Please swap "paw pad" for "nose" throughout the records below and leave everything else unchanged.

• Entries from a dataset
· · · ·

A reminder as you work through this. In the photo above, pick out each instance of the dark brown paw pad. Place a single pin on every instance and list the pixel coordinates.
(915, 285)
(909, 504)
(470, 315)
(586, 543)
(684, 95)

· · · ·

• Solution
A reminder as you work through this. In the photo above, pick out each instance of the dark brown nose. Place a single pin on every instance and list the pixel coordinates.
(915, 285)
(909, 504)
(470, 315)
(586, 543)
(684, 95)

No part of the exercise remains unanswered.